Things to do ▸
(1) In the blog post about entering competitions, what did the writer win through the Women's Weekly Valentine's Day competition?
(2) Extend the blog post about entering competitions, starting right after its last sentence.

Source text ▸
Thursday, June 11, 2009

Happy camper


One of the many advantages of retirement is that I'm now eligible to enter all the competitions The West Australian holds when it wants to boost its circulation figures.
You know how it goes: "Win five Holdens in five minutes!!! PLUS if you also get The West home-delivered, we'll throw so much money at you you'll start to hyperventilate!!!"
I learnt long ago that this sort of thing is not to be sneezed at. My husband's late Aunty Marie practically made a career from it. She was a professional competition enterer who for years had set aside a couple of days a week to enter competitions in as many magazines and newspapers as she could lay her hands on.
The amount she spent on mags and postage was more than made up for with free trips overseas, holidays throughout Australia, hampers of food, crates of booze and more floral arrangements than you could poke a carnation at.
Her home was packed to the rafters with K-Tel bottle cutters and mismatched soft furnishings, curios and ornaments - all of them brand, spanking new; all of them to someone else's taste.
She bought so many women's magazines, I was amazed Kerry Packer didn't show up at her funeral so he could give thanks for a life that was integral to his financial well-being.
Sadly, seeing as Marie was an aunt by marriage, there was nothing genetic going on husband-wise, so that special combination of skill and dumb luck was not passed on.
Basically, my husband's a dud at winning stuff and I'm not much better.
Inspired by Marie's regular and often astounding windfalls, I did try my hand at it for a while when the kids were little and managed to win a trip to Singapore.
It was a Valentine's Day competition in the Women's Weekly and you had to write a poem for your true love.
As far as I can remember, mine went like this (I don't think the 5th and 6th lines are right but, hey, it was 25 years ago):
"Pitter, patter, little feet,
"Mother dear feels dead beat.
"Through each grimace, whinge and scream,
"She cherishes a secret dream
"That one day, darling, you and I,
"Will wave our cares and woes goodbye.
"We'll leave the kids with mum-in-law
"And bugger off to Singapore."
And we did - bugger off to Singapore, I mean, for a week of unalloyed luxury. We were flown first class and it was so good I would've been quite happy to spend the entire seven days on the plane.
But despite that major success I haven't entered a competition since because the dedication required to reach Marie-like heights is, truth be told, really boring after a while.
I'd like to hold a competition of my own, though, because after writing the Poxy Lady post (click here to read it) I was contacted by A Wicked Evangelist from Wicked camper vans.

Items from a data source

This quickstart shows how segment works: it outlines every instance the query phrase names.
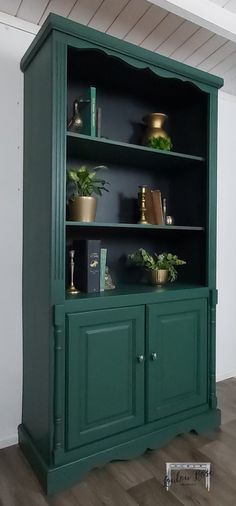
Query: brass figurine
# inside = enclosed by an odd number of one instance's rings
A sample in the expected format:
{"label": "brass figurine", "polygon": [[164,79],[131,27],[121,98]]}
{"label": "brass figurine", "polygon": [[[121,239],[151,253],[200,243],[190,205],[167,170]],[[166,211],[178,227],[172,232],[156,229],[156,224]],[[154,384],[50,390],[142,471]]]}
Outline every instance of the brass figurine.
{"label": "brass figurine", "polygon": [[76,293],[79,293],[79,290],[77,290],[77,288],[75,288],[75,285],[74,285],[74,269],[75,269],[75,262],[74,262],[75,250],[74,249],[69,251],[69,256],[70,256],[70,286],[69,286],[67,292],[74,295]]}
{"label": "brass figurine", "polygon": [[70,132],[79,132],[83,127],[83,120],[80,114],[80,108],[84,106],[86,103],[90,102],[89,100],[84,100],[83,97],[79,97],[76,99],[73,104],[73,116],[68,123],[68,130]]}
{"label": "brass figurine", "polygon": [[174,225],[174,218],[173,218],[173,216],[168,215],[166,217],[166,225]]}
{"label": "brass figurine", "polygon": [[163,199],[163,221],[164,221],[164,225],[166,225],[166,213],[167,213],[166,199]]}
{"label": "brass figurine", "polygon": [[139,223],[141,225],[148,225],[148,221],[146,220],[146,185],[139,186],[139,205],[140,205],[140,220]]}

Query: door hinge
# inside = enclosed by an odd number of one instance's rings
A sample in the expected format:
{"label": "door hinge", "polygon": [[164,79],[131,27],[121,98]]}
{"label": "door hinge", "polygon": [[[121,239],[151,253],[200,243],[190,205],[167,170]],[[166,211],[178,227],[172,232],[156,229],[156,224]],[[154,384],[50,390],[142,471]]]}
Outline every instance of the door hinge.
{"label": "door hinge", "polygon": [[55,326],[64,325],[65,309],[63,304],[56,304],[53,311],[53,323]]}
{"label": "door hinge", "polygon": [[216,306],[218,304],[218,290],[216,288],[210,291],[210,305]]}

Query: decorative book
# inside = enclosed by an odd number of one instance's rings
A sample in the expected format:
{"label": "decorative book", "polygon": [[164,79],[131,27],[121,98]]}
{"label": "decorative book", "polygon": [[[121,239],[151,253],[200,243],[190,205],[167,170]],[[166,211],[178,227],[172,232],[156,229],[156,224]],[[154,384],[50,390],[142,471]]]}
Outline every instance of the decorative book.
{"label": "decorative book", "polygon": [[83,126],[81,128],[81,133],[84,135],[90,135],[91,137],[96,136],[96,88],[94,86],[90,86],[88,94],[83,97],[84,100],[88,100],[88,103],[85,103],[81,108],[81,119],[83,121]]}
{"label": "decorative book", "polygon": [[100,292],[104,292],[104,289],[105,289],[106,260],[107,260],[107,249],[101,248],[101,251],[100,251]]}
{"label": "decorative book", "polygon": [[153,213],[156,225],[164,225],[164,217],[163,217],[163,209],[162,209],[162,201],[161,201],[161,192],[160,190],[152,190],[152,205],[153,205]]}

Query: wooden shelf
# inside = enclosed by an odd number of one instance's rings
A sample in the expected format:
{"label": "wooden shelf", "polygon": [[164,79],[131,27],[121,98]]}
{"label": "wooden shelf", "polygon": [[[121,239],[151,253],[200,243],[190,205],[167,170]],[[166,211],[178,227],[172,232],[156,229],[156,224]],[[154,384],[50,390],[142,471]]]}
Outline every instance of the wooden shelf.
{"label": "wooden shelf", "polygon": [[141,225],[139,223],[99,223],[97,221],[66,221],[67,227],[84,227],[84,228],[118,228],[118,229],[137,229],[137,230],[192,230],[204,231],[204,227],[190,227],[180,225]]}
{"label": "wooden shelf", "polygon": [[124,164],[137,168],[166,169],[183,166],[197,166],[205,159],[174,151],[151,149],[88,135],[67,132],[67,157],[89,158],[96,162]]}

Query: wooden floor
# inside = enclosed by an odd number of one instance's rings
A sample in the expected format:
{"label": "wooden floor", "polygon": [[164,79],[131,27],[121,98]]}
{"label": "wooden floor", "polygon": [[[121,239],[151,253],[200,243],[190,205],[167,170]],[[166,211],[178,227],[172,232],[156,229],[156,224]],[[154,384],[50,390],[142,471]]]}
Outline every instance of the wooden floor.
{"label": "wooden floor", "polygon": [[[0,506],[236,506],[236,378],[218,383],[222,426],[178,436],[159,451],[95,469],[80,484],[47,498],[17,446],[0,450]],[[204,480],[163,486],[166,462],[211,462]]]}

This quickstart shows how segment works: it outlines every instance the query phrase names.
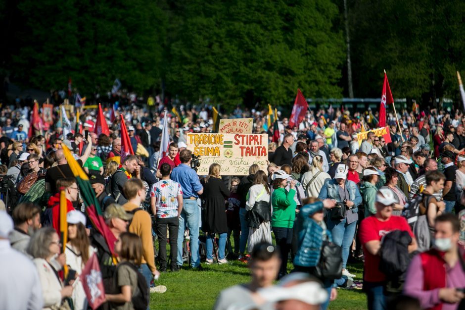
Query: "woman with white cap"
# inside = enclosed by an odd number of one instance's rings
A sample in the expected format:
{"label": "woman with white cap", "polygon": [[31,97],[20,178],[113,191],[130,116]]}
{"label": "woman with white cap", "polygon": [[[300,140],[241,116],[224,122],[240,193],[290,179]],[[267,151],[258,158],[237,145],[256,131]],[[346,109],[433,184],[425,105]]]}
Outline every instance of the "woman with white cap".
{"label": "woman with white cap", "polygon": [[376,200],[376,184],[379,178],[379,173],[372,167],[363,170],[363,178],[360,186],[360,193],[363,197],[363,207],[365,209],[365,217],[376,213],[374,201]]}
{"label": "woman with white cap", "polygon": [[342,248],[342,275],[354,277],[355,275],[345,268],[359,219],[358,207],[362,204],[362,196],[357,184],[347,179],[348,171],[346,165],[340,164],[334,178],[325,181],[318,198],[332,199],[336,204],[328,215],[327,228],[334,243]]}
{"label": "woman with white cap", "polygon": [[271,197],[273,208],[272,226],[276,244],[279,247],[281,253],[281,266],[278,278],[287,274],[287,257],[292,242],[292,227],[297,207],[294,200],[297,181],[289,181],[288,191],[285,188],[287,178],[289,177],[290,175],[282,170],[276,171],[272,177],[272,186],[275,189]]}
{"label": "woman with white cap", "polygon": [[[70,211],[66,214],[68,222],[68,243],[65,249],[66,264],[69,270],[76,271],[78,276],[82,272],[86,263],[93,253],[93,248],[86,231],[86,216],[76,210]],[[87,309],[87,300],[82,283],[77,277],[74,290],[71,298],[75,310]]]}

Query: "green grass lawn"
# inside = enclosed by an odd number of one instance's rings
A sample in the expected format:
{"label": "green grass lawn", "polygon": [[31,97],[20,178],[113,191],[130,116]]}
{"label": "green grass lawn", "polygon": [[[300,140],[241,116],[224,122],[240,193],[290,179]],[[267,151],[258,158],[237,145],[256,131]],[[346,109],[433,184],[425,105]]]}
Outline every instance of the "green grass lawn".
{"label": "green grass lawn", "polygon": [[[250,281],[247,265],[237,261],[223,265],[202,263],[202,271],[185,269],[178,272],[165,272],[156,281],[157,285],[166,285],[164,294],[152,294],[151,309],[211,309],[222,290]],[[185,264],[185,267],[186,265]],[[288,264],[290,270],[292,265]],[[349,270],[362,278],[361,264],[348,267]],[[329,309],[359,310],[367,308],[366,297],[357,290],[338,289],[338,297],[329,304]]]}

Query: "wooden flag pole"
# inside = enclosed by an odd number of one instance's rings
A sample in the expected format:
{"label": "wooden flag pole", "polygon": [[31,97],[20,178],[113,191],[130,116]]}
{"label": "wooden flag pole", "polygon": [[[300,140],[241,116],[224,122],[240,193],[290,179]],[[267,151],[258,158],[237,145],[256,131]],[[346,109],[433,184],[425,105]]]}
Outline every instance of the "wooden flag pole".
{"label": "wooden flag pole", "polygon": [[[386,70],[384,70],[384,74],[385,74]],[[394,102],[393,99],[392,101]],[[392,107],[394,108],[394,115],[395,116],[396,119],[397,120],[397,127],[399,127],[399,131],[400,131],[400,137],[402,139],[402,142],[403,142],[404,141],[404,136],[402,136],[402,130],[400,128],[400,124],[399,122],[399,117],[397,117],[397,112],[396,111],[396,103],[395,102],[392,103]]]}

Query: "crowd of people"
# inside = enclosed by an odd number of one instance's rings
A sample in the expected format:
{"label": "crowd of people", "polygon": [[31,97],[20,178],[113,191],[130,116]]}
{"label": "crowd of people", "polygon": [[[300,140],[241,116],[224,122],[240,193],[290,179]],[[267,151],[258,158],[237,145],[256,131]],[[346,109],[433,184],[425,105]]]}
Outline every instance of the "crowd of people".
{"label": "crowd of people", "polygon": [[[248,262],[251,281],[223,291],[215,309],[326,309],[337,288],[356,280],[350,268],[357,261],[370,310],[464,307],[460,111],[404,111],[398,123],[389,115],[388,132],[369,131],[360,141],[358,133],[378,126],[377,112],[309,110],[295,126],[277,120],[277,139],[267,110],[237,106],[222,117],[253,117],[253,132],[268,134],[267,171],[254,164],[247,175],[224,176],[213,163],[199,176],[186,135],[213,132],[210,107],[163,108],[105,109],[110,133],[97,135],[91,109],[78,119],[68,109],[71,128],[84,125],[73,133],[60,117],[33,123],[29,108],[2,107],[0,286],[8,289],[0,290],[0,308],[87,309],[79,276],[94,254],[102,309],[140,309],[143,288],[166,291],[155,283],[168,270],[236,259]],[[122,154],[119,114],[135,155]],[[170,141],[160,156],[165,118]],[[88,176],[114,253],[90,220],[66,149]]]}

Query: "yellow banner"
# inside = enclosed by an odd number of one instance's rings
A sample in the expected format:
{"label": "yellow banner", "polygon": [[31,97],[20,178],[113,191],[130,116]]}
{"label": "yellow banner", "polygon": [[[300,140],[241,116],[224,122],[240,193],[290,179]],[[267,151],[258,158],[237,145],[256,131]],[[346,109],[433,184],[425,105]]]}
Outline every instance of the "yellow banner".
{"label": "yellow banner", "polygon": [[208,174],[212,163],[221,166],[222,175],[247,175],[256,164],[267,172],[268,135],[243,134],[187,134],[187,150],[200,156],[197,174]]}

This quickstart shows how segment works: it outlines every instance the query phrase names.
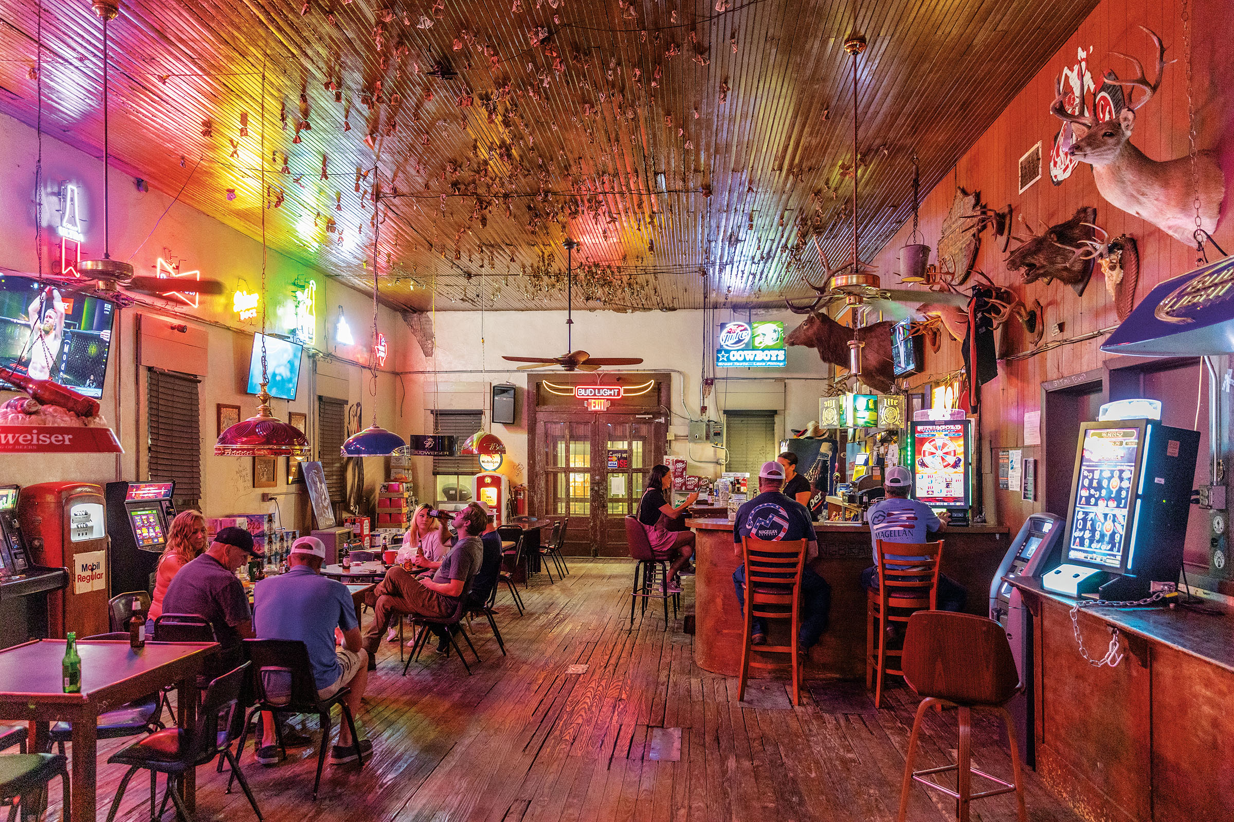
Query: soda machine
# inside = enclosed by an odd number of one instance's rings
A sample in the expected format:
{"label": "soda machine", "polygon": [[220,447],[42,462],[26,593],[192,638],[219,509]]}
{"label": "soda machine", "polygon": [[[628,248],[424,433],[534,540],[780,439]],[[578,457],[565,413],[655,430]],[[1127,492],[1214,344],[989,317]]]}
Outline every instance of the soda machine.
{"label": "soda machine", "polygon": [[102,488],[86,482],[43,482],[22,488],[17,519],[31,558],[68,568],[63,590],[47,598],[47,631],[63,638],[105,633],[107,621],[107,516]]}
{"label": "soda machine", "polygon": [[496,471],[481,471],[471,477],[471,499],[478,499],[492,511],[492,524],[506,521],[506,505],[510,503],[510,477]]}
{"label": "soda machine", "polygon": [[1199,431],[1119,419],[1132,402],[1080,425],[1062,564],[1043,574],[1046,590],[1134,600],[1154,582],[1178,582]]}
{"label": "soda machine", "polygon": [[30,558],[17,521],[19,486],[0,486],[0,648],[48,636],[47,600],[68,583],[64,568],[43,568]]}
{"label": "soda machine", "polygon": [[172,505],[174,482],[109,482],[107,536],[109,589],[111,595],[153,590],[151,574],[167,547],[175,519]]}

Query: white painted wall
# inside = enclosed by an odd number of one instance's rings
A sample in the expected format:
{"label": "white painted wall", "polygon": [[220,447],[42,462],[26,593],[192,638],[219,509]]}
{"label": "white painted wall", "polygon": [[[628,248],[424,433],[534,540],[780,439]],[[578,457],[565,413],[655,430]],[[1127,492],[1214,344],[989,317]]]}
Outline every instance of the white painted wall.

Expected outputs ▸
(1) A trip to Singapore.

(2)
And, hey, guess what??!! I've been asked to send them my favourite quote or saying and they'll have it spray-painted on the back of a van and send me a photo of it!!! (All the exclamation marks are to convey how utterly thrilled I am to be asked. Next time I think I'll write about how much I'd like someone to give me a million dollars. You never know your luck.)
The problem is coming up with just one quote.
My favourites so far are:
* Keep honking - I'm reloading my gun.
* I plan on living forever. So far, so good.
* The problem is that God gives men a brain and a penis and only enough blood to run one at a time (Robin Williams).
* There's no such thing as fun for the whole family (Jerry Seinfeld).
* If women ran the world we wouldn't have wars, just intense negotiations every 28 days (Robin Williams again).
If you'd like to help me choose, let me know which one you prefer via the comments thingy below. Or if you think you have a better one - and here's where the competition comes into it - let me know.
No prizes apart from the honour of having your quote on the back of a Wicked van, which is pretty bloody excellent if you ask me.
PS: If you'd like to check out A Wicked Evangelist, click here.

9 comments:

Davinia said...

I saw a good one the other day on a caravan. 'Adventure before Dementia'. I had a chuckle. Now my thinking cap is on and I'm off to think of some more.

Bead Fixator said...

"The problem is that God gives men a brain and a penis and only enough blood to run one at a time (Robin Williams)".

This one really works for me!!!!!! Congrats on being noticed!!!!!!

I do think you should maybe go for $10,000,000, working on the idea that you have been asked to provide only one quote to be used and, therefore, percentage-wise the 10 mill will get you, hmmmm, mayber $1000, to be honest I'm not sure about the maths on that but $1000 ain't to be sneezed at!!!!!! Swine of a thing.

Unknown said...

thinking, thinking..hmm. the only one that comes to my mind is craft, it seems to be what a lot of nannas do here they go to craft groups where everybody suffers from the same thing "craft" an acronym for 'can't remember a f...... thing'
Another testosterone related one is 'little man syndrome' usually afflicts men who are short and quite aggressive is it perhaps because they are 'little'?

Bilby P. Dalgyte said...

Haha! I love the "Keep honking - I'm reloading my gun" one. That's brilliant. Unfortunately so is the one about God and men... well sorry but that's just how biology works. (It's also a very good excuse for forgetting things. "Well I don't remember what you're saying! As you can tell my mind isn't working right now...")

Being a professional competition winner sounds completely... pointless. Interesting though.

A Wicked Evangelist said...

Hey, glad you're happy with the offer! I think you've got some great quotes there, I especially like:

"If women ran the world we wouldn't have wars, just intense negotiations every 28 days."

We're thinking of making up vixen vans which are pimped up for the ladies (pink interior, fluffy cushions etc,) - quotes like the one above would be perfect for the rear!

Gail Coleman said...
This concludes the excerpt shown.